Passage to read
======
Most recent update put a password on my modem which made it annoying enough I finally wrote a script to log in, scrape the modem’s config page, and parse it out to MQTT where I can then have most of the fields imported. Doesn’t grab other pages beyond they main status page at this point.

4 Likes

I’ve also ended up getting a Netgear modem and made a similar script for that

1 Like

Wouldn’t it be better to just get the data from the SNMP agent on the Cable Modem? That’s where the WebUI is getting it from.

I actually attempted to find some way to do that first but was unsuccessful getting the modem to respond. It reports that port 161 is “filtered” running nmap against it and my internet research suggested that most ISPs configure cable modems so SNMP will not respond to the customer-facing interfaces.

If you have ideas how to successfully make it react to SNMP I’d love to hear that because I’m also hitting an issue where when mine fills up the error-log too much the web-UI crashes completely and won’t respond until I power cycle it.

I unfortunately only have access to the public consumer documentation from the modem maker and whatever I can pick out of Wireshark and the browser console to reverse engineer access to it so if there is some ISP documentation that says what the correct SNMP parameters are to make it respond or username/password I don’t have such information available to me.

@mmiller7 Is there an easy guide to getting this to integrate with my home assistant? I am extremely new to adding customization and I cannot seem to find either a good guide to integrating this on Home Assistant or even what I exactly need to do to get MQTT working. I guess I don’t understand any of this. My Home Assistant is disabling the sh script in my system logs.
I have MQTT working and a user account put into the configuration, but the difference is my modem doesn’t have the login or https. I am only brought to an http page with the same cmconnectionstatus.html
I am getting errors and unable to fetch anything

That’s interesting, I didn’t think any of the current models still had an unsecure UI thanks to the (IMO overblown) “DoS issue” mentioned here: Millions of Arris cable modems vulnerable to denial-of-service flaw | ZDNET

Basically without a login anyone could be tricked into resetting/rebooting their modem.

I don’t have any modems to test with that lack the authentication page, but you could try and remove/comment the .sh file everything from # Prep functions to interface modem # thru # Parse the result # and put result=$(curl -s "http://192.168.100.1/") so it pulls the data directly without validating login.

I have no way to test that, but if the table HTML tags are the same it might work.

Another option would be calling your ISP and ask if they can push a firmware update that fixes the linked “security vulnerability” and then you will have the login page as expected.
======
Information supplied
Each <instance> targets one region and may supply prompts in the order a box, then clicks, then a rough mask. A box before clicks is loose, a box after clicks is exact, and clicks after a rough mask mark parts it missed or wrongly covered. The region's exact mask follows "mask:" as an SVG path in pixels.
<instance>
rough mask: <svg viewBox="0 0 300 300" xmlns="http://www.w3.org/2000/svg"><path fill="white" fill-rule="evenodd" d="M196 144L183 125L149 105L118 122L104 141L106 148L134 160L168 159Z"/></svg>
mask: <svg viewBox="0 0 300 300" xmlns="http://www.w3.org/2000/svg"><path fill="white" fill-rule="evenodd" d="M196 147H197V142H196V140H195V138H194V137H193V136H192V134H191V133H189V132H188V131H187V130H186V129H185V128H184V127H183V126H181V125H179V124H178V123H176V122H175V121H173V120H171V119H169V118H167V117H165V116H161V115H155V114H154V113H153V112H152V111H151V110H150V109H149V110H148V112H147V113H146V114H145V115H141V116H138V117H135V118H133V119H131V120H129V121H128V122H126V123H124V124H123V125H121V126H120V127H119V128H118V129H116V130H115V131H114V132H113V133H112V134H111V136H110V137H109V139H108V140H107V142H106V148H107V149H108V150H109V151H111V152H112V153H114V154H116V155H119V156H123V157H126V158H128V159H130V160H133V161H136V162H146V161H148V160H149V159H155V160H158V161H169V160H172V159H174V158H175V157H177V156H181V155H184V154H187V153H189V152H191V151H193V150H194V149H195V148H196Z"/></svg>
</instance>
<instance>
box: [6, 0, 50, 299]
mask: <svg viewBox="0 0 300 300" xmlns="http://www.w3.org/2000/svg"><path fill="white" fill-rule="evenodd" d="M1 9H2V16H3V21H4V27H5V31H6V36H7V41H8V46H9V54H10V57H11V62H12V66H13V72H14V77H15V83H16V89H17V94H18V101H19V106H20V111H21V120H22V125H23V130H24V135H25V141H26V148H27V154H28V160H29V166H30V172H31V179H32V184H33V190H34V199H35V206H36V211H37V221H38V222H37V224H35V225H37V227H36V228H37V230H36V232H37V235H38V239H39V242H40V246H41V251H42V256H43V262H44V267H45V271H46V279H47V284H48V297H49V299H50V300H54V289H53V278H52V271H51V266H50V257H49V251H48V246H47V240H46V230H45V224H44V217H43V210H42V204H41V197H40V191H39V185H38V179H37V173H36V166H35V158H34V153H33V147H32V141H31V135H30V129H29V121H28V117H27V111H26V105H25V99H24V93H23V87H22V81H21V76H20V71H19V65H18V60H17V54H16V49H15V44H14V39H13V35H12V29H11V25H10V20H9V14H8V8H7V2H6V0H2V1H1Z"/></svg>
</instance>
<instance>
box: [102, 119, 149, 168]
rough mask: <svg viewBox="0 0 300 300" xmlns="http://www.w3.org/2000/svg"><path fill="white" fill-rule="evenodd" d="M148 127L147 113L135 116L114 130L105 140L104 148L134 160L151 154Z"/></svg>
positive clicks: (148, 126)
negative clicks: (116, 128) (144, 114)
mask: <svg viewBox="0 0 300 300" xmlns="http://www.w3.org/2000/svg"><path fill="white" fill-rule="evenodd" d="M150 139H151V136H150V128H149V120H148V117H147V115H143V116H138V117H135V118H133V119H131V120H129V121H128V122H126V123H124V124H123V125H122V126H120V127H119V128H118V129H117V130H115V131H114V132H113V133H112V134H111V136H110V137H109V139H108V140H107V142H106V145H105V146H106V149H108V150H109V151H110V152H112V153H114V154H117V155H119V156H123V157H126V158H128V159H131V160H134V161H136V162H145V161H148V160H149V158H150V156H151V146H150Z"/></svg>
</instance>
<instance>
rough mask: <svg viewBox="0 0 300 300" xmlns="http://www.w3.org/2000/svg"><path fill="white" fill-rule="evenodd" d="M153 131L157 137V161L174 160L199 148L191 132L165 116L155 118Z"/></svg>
======
Exercises to complete
a. In the forum thread about the cable modem script, list every source the poster says they can draw on "to reverse engineer access to it."
b. Carry on with the forum thread about the cable modem script, starting after its final post.

Results of the exercise
a.
- The public consumer documentation from the modem maker
- Wireshark
- The browser console

b.
Unfortunately I have already asked for a firmware update, but they are unable/unwilling to provide. I am also running the SB8200 as opposed to the SB6141 referenced in the article. I actually seem to be erroring out:

Error running command: `/config/arris_modem_signal_scraper/arris_signal_dump.sh`, return code: 126

Thanks for the script. I’ve taken your Arris and Netgear scripts and adapted them for my Technicolor TC4400 modem:

I’ve also adapted it to generate the proper MQTT Discovery messages, so that Home Assistant can generate sensor entities automatically, see the modem as a device and associate the sensors with it. That way you can do without a separate YAML listing all the sensors, Home Assistant will discover them by itself - all you need to do is add a 2-liner for the shell_command to Configuration.yaml.

1 Like

Nice!

I’ve never successfully figured out the discovery stuff, but that’s nice you got it working!

I’ve the same/similar modem to what you have shown in the snapshot above


but for some reason the web login fails to retrieve any token. I tried to even run wireshark and the http auth showing is cgi-bin form based fields… does your auth still work without issues? or did you change it overtime?
Appreciate your help. Trying to see if there’s some other way I could login…

So far mine still works, but my ISP also doesn’t want to upgrade customer owned modem firmware…so maybe something changed

I think the most useful thing to trace was looking at the browser console “network” tab, and then in the script uncommenting some “echo” lines and running the shell script in a terminal to try and figure out where its breaking

1 Like

mine returns a token but it’s with 404 not found… seems something in the auth side is different or Comcast has pushed something that’s causing this failure… will try to see if i can get around it, using debugging steps you mentioned - thank you.

A 404 error usually means that you are querying a page that does not exist. So the files in the modem interface may have been renamed. Log into the modem in your browser, check the actual filenames of the pages as they open in the browser, and then verify this against the file names that are called by the modem script.